# THE TASK
Take the listing from its first line through the line that contains "Target: small bush" and please retype those lines exactly, leaving out the pictures.

# PROVIDED DATA
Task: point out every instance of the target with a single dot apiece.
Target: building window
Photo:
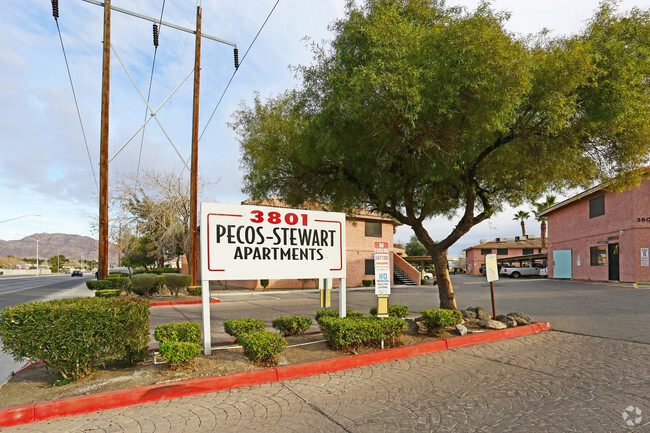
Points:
(598, 255)
(370, 267)
(597, 206)
(373, 229)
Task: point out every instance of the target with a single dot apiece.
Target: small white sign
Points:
(248, 242)
(382, 268)
(491, 268)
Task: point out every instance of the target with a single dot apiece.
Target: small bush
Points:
(186, 331)
(145, 284)
(348, 333)
(179, 353)
(437, 318)
(99, 284)
(238, 327)
(399, 311)
(295, 325)
(262, 347)
(108, 293)
(72, 336)
(194, 290)
(176, 282)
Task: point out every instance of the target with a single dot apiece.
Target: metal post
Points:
(195, 147)
(102, 270)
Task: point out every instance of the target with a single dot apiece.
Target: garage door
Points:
(562, 267)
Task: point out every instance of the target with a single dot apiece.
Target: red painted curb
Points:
(198, 301)
(125, 397)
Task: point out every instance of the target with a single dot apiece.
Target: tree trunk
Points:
(445, 290)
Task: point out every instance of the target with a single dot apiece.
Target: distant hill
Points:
(51, 244)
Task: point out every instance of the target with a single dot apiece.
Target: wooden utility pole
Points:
(195, 148)
(103, 147)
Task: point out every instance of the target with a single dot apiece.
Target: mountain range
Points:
(50, 244)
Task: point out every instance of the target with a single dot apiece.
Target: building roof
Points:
(516, 242)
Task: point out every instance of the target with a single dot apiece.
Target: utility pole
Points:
(102, 270)
(195, 147)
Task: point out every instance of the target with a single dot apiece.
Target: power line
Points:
(55, 13)
(236, 69)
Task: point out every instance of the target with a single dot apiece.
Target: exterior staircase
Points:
(400, 277)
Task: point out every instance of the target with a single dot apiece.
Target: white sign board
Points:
(491, 268)
(382, 268)
(249, 242)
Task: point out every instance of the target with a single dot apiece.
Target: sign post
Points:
(251, 242)
(492, 274)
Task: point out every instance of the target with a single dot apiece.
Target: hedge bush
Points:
(238, 327)
(99, 284)
(185, 331)
(179, 353)
(146, 284)
(435, 319)
(400, 311)
(262, 347)
(348, 333)
(294, 325)
(73, 336)
(194, 290)
(108, 293)
(176, 282)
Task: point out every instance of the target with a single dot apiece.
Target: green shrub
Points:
(194, 290)
(435, 319)
(400, 311)
(176, 282)
(184, 331)
(145, 284)
(262, 347)
(108, 293)
(238, 327)
(351, 332)
(99, 284)
(179, 352)
(295, 325)
(73, 336)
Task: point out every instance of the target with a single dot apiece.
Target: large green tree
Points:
(420, 110)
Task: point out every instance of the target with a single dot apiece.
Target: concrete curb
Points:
(42, 411)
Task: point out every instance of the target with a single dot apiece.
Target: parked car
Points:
(533, 269)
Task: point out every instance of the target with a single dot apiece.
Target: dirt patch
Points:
(35, 384)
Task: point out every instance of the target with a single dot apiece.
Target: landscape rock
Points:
(508, 320)
(468, 314)
(491, 324)
(521, 318)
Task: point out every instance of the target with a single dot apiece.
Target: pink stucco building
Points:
(601, 235)
(503, 248)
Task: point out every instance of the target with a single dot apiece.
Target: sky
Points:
(49, 175)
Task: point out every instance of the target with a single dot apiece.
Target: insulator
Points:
(55, 9)
(155, 35)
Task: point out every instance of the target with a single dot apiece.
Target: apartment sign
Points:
(249, 242)
(382, 268)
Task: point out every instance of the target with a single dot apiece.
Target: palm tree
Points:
(550, 201)
(522, 216)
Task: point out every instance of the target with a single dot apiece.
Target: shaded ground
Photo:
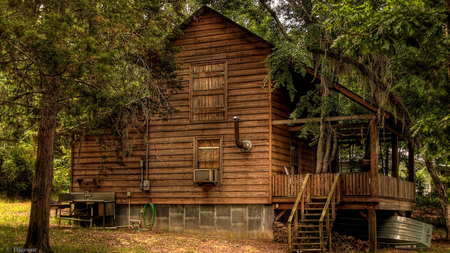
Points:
(66, 238)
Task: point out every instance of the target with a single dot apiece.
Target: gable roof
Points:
(336, 86)
(205, 9)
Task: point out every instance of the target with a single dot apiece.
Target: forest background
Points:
(384, 47)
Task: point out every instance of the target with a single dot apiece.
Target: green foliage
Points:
(420, 182)
(61, 171)
(436, 131)
(16, 167)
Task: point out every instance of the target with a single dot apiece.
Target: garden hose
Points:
(144, 215)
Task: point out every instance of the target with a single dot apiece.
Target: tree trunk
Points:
(38, 229)
(320, 152)
(447, 32)
(441, 193)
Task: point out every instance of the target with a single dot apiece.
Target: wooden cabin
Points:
(200, 181)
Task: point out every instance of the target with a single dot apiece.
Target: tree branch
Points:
(277, 20)
(21, 104)
(24, 53)
(393, 97)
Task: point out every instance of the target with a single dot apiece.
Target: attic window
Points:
(208, 160)
(208, 91)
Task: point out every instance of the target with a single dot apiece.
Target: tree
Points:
(390, 48)
(388, 44)
(67, 62)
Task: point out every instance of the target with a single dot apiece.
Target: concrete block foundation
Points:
(244, 221)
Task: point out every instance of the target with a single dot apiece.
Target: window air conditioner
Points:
(206, 176)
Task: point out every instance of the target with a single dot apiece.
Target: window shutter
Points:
(208, 87)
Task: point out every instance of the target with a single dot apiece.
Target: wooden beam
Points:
(336, 126)
(355, 97)
(412, 174)
(374, 157)
(372, 230)
(334, 118)
(395, 162)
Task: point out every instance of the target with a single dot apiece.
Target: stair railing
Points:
(325, 213)
(294, 209)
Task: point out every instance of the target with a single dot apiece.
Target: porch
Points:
(354, 191)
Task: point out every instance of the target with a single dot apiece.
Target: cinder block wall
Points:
(245, 221)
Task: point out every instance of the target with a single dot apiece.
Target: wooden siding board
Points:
(246, 176)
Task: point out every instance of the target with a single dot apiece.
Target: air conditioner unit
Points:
(206, 176)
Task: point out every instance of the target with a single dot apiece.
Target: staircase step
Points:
(309, 220)
(307, 244)
(309, 232)
(322, 197)
(305, 250)
(308, 226)
(304, 238)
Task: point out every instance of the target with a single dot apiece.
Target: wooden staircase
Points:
(312, 232)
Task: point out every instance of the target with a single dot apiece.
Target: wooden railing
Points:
(356, 184)
(284, 186)
(352, 184)
(395, 188)
(319, 185)
(294, 209)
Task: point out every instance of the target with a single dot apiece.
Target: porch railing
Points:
(351, 184)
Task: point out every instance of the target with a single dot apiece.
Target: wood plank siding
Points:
(223, 61)
(287, 149)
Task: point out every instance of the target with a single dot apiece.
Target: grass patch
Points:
(14, 218)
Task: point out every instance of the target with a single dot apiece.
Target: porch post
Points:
(372, 230)
(395, 162)
(412, 175)
(373, 131)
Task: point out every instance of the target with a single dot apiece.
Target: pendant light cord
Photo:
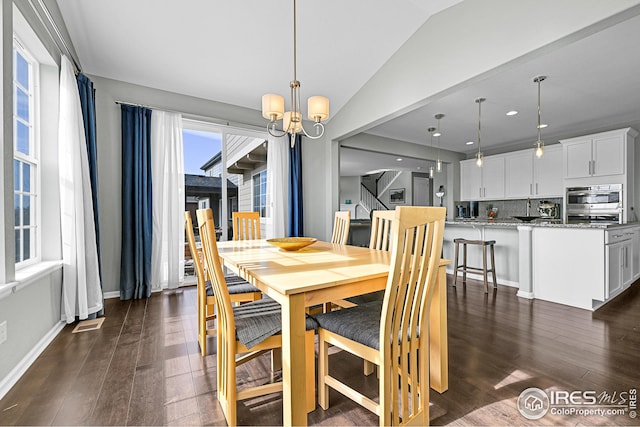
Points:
(539, 80)
(295, 78)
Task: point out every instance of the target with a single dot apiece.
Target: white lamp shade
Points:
(292, 124)
(272, 105)
(318, 108)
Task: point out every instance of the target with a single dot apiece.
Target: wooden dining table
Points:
(317, 274)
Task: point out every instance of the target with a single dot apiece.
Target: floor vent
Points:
(88, 325)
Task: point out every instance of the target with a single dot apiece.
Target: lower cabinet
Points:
(620, 250)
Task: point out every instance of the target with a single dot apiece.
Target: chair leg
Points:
(493, 268)
(484, 269)
(310, 358)
(368, 367)
(276, 359)
(455, 265)
(464, 261)
(323, 369)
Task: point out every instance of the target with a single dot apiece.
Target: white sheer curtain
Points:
(81, 291)
(167, 175)
(278, 185)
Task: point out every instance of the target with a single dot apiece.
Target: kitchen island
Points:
(581, 265)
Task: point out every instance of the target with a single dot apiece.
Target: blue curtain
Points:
(88, 104)
(296, 224)
(135, 263)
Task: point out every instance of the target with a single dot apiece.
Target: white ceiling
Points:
(592, 84)
(235, 51)
(223, 50)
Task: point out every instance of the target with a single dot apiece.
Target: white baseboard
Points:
(116, 294)
(527, 295)
(112, 294)
(12, 377)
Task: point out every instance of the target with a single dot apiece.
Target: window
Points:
(25, 157)
(260, 193)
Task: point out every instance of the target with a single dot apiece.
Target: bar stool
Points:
(464, 267)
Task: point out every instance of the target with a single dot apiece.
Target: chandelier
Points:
(438, 134)
(273, 106)
(479, 156)
(539, 150)
(431, 130)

# WRITTEN RESPONSE
Task: point out every instance of the target with a single dot apiece.
Target: building window
Photo:
Points:
(598, 255)
(370, 267)
(597, 206)
(373, 229)
Task: point out every instance of the target with a single dot apiece.
Target: small white sign
Points:
(248, 242)
(382, 268)
(491, 268)
Task: point out every instance of the target with a single dot apiece.
Target: small bush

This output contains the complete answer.